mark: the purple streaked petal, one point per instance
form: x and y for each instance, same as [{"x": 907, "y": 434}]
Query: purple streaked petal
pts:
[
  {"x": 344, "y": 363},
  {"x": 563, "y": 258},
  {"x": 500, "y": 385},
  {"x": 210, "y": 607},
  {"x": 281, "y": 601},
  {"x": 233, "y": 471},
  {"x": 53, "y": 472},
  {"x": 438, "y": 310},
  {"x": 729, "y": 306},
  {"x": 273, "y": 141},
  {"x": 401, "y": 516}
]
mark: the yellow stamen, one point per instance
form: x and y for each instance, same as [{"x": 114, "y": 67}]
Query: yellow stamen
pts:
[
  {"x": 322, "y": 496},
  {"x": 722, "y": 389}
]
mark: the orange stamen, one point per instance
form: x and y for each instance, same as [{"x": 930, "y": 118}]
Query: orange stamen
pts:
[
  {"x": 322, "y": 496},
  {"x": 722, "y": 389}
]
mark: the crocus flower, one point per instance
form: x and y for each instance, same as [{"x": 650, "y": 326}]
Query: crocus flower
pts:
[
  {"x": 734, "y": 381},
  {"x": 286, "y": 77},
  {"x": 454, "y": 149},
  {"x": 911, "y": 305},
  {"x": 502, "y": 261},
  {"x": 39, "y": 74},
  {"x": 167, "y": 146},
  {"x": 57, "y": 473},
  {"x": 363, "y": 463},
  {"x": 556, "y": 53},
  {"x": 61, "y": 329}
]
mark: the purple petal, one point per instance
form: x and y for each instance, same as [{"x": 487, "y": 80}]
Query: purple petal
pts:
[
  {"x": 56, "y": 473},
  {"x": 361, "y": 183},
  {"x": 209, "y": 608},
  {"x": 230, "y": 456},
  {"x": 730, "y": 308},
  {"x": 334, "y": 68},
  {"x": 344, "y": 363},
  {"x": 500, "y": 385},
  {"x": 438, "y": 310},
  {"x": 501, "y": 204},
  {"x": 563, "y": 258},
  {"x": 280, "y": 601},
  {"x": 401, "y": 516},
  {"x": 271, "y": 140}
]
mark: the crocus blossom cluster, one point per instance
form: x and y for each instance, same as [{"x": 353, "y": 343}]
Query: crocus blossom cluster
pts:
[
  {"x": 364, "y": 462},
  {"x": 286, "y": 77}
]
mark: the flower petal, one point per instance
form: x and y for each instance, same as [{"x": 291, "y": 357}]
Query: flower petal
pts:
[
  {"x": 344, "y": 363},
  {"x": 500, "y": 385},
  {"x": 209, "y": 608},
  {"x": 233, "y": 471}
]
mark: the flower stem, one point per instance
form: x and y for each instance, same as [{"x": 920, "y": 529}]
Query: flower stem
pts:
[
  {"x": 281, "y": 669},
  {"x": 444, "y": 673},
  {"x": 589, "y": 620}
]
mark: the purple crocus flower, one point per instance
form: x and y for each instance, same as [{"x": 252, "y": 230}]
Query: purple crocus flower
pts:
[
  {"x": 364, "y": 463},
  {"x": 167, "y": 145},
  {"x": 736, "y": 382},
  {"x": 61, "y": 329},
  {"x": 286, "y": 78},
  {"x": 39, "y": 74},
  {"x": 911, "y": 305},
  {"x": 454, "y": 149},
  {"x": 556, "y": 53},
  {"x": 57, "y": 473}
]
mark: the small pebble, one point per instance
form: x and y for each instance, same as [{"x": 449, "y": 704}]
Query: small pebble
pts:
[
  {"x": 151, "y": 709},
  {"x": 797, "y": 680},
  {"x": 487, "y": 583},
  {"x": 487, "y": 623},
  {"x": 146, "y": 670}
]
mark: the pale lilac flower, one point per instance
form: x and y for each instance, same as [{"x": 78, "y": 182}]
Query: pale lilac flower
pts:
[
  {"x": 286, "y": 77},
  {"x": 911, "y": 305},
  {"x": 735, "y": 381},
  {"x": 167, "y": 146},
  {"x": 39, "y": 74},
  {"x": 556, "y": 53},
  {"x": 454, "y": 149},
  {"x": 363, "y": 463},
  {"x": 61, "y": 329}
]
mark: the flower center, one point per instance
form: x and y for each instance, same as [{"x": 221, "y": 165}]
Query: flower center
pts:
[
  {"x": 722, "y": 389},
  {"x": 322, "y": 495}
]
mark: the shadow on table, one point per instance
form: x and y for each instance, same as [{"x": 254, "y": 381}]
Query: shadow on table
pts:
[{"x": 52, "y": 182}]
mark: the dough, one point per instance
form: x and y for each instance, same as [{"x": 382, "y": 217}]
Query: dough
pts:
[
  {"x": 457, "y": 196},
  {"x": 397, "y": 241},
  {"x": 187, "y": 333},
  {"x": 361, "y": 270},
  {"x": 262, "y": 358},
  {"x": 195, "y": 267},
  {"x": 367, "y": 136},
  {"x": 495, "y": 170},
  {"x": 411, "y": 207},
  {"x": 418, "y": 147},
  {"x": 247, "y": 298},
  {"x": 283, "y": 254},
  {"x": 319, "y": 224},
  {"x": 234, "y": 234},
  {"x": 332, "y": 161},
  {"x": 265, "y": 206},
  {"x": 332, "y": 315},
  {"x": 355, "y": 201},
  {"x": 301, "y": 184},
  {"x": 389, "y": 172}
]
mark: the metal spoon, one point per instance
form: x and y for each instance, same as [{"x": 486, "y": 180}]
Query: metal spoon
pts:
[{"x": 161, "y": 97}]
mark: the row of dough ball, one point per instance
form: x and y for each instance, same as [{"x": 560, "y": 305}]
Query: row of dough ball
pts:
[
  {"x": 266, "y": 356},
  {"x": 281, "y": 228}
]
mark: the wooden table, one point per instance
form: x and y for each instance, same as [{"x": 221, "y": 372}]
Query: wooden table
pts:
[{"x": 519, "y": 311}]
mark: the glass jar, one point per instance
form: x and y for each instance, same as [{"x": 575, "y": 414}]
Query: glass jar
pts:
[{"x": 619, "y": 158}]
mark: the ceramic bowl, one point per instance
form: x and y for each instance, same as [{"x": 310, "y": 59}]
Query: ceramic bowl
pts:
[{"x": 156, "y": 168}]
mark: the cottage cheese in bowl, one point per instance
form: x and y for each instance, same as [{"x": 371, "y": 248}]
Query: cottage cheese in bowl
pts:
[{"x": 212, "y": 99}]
══════════
## [Exercise objective]
Give again the lines from the one containing "mark: the glass jar, one point per instance" through the end of the lines, inclusive, replacing "ceramic bowl" with "clay bowl" and leaving everything else unchanged.

## [Solution to this problem]
mark: the glass jar, one point per instance
form: x and y for each instance, same as [{"x": 575, "y": 414}]
Query: glass jar
pts:
[{"x": 619, "y": 158}]
mark: the clay bowl, one point per instance
form: x and y for each instance, same as [{"x": 310, "y": 59}]
Query: clay bowl
pts:
[{"x": 156, "y": 168}]
mark: the cottage cheese in bowl, one point per instance
form: x and y for each instance, same as [{"x": 371, "y": 248}]
Query: cottage cheese in bowl
pts:
[{"x": 212, "y": 99}]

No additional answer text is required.